The problem ▸ Convert the data below into a JSON array of strings, one string per line in the original order, omitting any blank lines.

Record list ▸
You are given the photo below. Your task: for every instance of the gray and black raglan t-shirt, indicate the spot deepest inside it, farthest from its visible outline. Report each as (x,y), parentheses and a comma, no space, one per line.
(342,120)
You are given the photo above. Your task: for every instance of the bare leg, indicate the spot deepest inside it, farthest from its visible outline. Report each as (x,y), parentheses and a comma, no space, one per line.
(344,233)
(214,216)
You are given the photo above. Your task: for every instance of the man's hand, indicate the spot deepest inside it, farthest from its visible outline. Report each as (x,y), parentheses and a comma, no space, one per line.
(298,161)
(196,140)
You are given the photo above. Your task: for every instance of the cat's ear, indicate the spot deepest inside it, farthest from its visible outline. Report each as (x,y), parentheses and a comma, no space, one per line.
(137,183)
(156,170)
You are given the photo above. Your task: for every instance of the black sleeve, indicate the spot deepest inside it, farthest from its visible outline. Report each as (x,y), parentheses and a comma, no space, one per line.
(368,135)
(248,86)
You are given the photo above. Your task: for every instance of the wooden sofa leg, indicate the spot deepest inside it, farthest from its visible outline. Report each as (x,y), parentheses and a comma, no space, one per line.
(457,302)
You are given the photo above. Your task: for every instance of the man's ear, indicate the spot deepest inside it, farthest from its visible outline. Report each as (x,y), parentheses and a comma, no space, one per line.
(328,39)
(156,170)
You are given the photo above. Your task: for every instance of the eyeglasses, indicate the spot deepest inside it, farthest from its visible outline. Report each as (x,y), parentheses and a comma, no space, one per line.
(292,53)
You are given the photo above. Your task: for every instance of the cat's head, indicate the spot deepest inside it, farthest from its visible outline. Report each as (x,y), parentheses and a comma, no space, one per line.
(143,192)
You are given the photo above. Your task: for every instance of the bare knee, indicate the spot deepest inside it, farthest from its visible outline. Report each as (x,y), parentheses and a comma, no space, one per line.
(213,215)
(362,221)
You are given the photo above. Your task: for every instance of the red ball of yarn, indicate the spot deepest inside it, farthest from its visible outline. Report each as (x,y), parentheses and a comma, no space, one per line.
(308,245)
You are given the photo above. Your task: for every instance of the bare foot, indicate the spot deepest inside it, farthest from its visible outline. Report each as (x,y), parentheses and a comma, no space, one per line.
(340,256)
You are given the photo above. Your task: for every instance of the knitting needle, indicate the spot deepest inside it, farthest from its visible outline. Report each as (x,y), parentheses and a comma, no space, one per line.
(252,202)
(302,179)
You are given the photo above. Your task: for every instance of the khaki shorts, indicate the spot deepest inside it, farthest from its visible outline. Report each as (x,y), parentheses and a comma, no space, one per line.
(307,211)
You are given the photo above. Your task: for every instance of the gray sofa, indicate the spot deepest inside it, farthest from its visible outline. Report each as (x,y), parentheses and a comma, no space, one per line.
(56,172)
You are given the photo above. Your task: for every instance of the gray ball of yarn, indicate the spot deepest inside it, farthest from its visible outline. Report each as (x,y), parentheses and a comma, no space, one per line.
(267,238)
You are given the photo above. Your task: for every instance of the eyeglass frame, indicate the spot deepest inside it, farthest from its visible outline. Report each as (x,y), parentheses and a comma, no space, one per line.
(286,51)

Finished exercise ▸
[
  "You are given the photo below. Your task: for every instance of the gray and black raglan t-shirt, indicate the spot deepest inside it, farthest from its visible outline. Report each as (x,y), parentheses and a comma, no space, one per line.",
  "(342,120)",
  "You are given the photo above. Your task: for every instance of the bare leg, indicate the spot deepest inside it, farthest from its visible outline. Report each as (x,y), parentheses and a comma, no space, one per line.",
  "(344,233)",
  "(214,216)",
  "You are given the photo above. Your task: for every instance of the man's hand, indicate the spot deepest inside it, farthest from its visible outline. Report each as (x,y), parentheses and a comma, no space, one per line.",
  "(298,161)",
  "(196,140)",
  "You are given the photo above. Your task: for every instance of the cat's ear, indicate the spot deepest inside it, farthest from its visible outline. Report each as (x,y), parentheses and a comma, no space, one per line.",
  "(137,183)",
  "(156,170)",
  "You are given the photo above. Your task: for every instance of the black sleeve, indicate the spot deepest inside it, farthest from its visible outline. Report each as (x,y), parentheses and a comma, no space, one per line.",
  "(368,135)",
  "(248,86)",
  "You are given the photo above. Your task: for every instance of the wooden sofa leg, indicate the spot deepest inside it, farthest from its visible outline. Report each as (x,y), parentheses and a comma, no space, one per line.",
  "(457,302)",
  "You are given the photo above. Your task: for every instance of the man's ear, indicate the spot deepest inside it, farthest from its visible outline. Report each as (x,y), parentheses and a comma, no space, one per line.",
  "(328,39)",
  "(156,170)",
  "You are given the photo above. Your task: for every instance of the eyeglasses, indicate the spot deepest inside it, farthest from its visible outline. Report each as (x,y), parentheses and a comma, no space, one per line.",
  "(292,53)",
  "You are given the photo above. Your task: for every instance of the cat's head, indicate the spot deepest inside it, farthest from its visible outline. Report each as (x,y), parentheses and a comma, no space, one per line.",
  "(143,192)",
  "You are given the photo above. Your task: for every instance of the bare knee, indicate the spot deepest inside it, farthest from its visible outline. Report each as (x,y), parentheses and a comma, no space, one per line.",
  "(213,215)",
  "(362,221)",
  "You are given the photo above. Your task: for every instance of the red ball of yarn, indicate the spot deepest inside it, farthest from its visible outline. Report each as (x,y), parentheses and a comma, no space, one per line.",
  "(308,245)",
  "You are given the photo above. Your task: for every instance of the bare foot, indicate the spot deepest inside it, farthest from its visible outline. Report each as (x,y), parentheses and a comma, no space, one per line.",
  "(340,256)",
  "You are given the photo above. Your task: for every instance of the knitting needle, indicate the spot deepest inside it, farthest from its visible outline. Report each as (x,y), parentheses and a comma, no space, one per line.",
  "(252,202)",
  "(302,179)",
  "You are given the photo above. Your task: for every instance of the khaki shorts, indicate the spot deepest inside it, farthest from its visible outline. Report each as (x,y), parentheses and a comma, no space, one per line.",
  "(307,211)",
  "You are given the photo above. Your task: for every instance of the gray sofa, indicate the spot deepest inside it, farthest from its visible outline. Report each as (x,y), parentheses and a comma, no space, one per line.",
  "(56,172)",
  "You are given the photo above. Your task: for every instance of the gray ball of yarn, indicate the spot deepest inside it, farthest from its visible outline. Report each as (x,y), parentheses and a comma, no space, one per line.",
  "(267,238)",
  "You are given the photo above. Your task: for every instance of the eyeglass frame, indicate the spot deepest inside it, farthest from its visible outline. Report each as (x,y), parentheses and a comma, no space, one per line.",
  "(286,51)"
]